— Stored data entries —

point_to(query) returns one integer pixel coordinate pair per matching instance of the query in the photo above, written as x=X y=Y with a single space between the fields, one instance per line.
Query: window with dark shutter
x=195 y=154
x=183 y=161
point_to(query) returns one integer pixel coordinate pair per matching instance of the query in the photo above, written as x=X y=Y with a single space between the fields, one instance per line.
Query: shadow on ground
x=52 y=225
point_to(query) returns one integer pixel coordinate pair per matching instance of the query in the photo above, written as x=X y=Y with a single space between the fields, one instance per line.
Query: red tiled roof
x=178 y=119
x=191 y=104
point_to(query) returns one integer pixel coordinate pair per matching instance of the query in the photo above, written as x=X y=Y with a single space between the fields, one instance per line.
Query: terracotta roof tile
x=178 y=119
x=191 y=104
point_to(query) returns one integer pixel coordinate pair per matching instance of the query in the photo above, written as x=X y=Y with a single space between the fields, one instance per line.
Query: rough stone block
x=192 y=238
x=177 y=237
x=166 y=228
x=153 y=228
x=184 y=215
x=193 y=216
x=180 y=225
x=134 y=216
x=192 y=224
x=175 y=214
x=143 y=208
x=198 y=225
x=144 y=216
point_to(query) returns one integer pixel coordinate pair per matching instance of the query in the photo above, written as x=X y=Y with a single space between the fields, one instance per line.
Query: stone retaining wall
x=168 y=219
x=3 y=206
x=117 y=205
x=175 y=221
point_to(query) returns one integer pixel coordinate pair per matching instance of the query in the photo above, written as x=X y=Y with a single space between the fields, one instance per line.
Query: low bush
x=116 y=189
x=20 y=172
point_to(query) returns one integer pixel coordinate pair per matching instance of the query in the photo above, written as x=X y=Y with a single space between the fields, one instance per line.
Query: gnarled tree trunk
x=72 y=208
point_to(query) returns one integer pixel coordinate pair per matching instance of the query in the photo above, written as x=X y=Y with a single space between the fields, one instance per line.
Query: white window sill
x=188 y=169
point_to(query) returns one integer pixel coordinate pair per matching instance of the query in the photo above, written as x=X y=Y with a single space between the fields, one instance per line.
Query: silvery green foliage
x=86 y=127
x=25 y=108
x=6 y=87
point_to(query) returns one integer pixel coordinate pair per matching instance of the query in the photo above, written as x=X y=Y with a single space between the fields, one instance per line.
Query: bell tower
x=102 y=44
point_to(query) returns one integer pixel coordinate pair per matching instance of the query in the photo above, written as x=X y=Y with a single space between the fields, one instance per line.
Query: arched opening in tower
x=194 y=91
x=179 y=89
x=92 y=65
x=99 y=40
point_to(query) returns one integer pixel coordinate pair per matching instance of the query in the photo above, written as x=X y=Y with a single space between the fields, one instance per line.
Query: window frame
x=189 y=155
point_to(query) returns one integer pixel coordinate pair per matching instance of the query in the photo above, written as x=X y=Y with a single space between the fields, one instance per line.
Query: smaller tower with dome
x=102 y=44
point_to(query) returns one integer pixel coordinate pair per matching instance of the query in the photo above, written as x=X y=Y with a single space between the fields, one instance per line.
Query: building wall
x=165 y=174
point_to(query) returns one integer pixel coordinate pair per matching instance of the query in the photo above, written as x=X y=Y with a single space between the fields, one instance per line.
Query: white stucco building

— Written request —
Return each line from the material above that contains the word "white", copied in full.

— Response below —
Query: white window sill
Query: white stucco building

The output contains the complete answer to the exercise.